Entries from a dataset
┏━━
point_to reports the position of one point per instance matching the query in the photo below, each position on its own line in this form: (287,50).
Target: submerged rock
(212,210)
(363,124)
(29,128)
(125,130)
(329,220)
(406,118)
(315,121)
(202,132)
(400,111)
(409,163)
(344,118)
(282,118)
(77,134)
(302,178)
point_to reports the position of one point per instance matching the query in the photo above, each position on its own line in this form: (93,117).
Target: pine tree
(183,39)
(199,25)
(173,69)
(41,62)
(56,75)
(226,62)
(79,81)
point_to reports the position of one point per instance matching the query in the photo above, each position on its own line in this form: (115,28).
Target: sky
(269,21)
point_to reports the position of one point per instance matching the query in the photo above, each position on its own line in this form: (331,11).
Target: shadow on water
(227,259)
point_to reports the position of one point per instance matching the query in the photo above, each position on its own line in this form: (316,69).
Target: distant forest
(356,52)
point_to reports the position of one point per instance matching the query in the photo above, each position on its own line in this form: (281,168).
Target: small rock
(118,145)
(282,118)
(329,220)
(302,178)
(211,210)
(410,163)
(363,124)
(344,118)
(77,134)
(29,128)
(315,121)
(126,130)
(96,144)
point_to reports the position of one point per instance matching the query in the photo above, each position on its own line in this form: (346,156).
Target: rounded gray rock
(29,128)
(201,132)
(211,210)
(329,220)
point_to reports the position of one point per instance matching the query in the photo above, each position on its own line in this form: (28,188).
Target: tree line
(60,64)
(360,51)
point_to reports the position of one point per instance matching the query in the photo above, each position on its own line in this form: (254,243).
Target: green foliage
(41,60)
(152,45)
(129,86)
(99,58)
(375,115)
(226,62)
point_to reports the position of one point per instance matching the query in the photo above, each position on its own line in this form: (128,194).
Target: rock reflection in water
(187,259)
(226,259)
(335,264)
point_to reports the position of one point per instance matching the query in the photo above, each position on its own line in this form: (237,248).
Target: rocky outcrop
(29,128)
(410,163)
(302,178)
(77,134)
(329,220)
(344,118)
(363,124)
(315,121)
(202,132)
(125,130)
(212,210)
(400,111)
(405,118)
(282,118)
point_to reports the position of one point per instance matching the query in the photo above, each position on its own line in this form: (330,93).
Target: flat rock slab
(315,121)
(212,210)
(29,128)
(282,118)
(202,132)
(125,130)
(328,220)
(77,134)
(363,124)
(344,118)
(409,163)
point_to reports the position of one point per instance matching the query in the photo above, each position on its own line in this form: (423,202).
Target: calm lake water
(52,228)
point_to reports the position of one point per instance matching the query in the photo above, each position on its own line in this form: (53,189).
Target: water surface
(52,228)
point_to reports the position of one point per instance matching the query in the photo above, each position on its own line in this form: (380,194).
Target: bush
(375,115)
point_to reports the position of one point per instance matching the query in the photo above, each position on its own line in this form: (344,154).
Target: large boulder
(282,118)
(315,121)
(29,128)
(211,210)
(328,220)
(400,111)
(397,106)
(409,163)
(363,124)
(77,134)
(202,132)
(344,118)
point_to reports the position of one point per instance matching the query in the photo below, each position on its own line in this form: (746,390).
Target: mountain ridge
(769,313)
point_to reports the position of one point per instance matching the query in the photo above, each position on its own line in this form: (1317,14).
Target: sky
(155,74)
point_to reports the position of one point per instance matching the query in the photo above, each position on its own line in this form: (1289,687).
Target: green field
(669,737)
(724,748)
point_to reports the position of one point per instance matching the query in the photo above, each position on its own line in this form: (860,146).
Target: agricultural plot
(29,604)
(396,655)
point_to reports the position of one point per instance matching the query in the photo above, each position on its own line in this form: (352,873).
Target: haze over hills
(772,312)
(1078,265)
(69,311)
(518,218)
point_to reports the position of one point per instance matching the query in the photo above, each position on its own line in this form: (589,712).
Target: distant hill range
┗━━
▶ **WHAT IS ASKED**:
Retype the whole listing, matching it exactly.

▶ **ANSWER FOR THIS EXERCISE**:
point_to reports the position of one point per instance matching the query in the photo below, each position on its own line in this form: (287,50).
Target: submerged rock
(212,210)
(363,124)
(29,128)
(125,130)
(329,220)
(406,118)
(315,121)
(202,132)
(400,111)
(409,163)
(344,118)
(282,118)
(77,134)
(302,178)
point_to reports the position of one point per instance matching the query in the photo above, each position on its own line in this form: (93,117).
Target: pine tree
(183,39)
(199,25)
(173,69)
(41,62)
(56,75)
(226,62)
(79,81)
point_to reports the position of one point per instance matching the query in the photo above, each position on its own line in this form: (115,28).
Target: sky
(269,21)
point_to reports the position of one point per instance matching the query in the photo above, each position on its own line in this form: (331,11).
Target: shadow on water
(227,259)
point_to reports the position of one point per instance matching the query in the photo above, each position on its own line in this form: (316,69).
Target: distant forest
(356,52)
point_to reports the position of one point per instance matching the query in the photo above, each position on its own line in this form: (281,168).
Target: small rock
(118,145)
(282,118)
(329,220)
(302,178)
(211,210)
(410,163)
(363,124)
(344,118)
(77,134)
(29,128)
(315,121)
(126,130)
(96,144)
point_to reports the position of one point per instance matching the query in the photo above, each position on its own line in this form: (346,156).
Target: rounded gray rock
(29,128)
(201,132)
(211,210)
(329,220)
point_to reports the position of one point per instance matching the query in the photo above, each position on its own line in this form: (28,188).
Target: tree line
(60,64)
(360,51)
point_to reports the position of one point per instance matching the query in the photo above, each position on its own line in this form: (254,243).
Target: green foliage
(41,60)
(152,45)
(129,86)
(99,58)
(375,115)
(226,62)
point_to reports the position of one point per instance matching the query in the photo above, each position on its own line in this form: (128,194).
Target: rock reflection in water
(187,259)
(226,259)
(335,264)
point_to reports the position of one point per instance matching the query in the photo above, each position on its own line in this form: (237,248).
Target: rocky outcrop
(29,128)
(410,163)
(302,178)
(77,134)
(329,220)
(344,118)
(363,124)
(315,121)
(202,132)
(125,130)
(212,210)
(400,111)
(405,118)
(282,118)
point_to reports the position of one point per instance matching the query in the photo above, each position on its own line in this form: (330,93).
Target: flat rock slab
(315,121)
(212,210)
(29,128)
(282,118)
(202,132)
(125,130)
(328,220)
(77,134)
(363,124)
(344,118)
(409,163)
point_to reports the position of one point per instance matching the query in the photo above, each position on its own line in this form: (423,202).
Target: calm lake water
(52,228)
point_to reports the position of one point per instance matching the query in the photo above, each position on its own line in this form: (53,189).
Target: water surface
(52,228)
point_to reports the position of one point per instance matching the query in the photo above, each position on its own line in this form: (380,194).
Target: bush
(375,115)
point_to reports the position of one point per instance matching the query in the photo above, each position on its own line in this form: (344,154).
Target: large boulder
(282,118)
(315,121)
(29,128)
(211,210)
(328,220)
(400,111)
(397,106)
(409,163)
(363,124)
(77,134)
(202,132)
(344,118)
point_to reports the position of one point per instance matching the query in the photo below, each position on its own line in this form: (746,390).
Target: mountain ridge
(769,313)
point_to reports the position of one point per instance matching the query in the photo above, each position on its own line in this form: (1317,14).
Target: sky
(155,74)
point_to reports the position of one point per instance matching the query in the photo above, each position on its own line in this form: (1289,687).
Target: green field
(669,737)
(724,748)
point_to reports the position of one point per instance matching the query in the photo above, each position on its own line in this form: (860,146).
Target: agricultural plot
(29,604)
(396,655)
point_to reports the position of one point per instance matching the query in the photo above, each position on its own line in this form: (352,873).
Target: haze over hills
(772,312)
(1078,265)
(69,311)
(518,218)
point_to reports the position of one point per instance matching the query in the photo above, each position on its own line in this form: (589,712).
Target: distant hill range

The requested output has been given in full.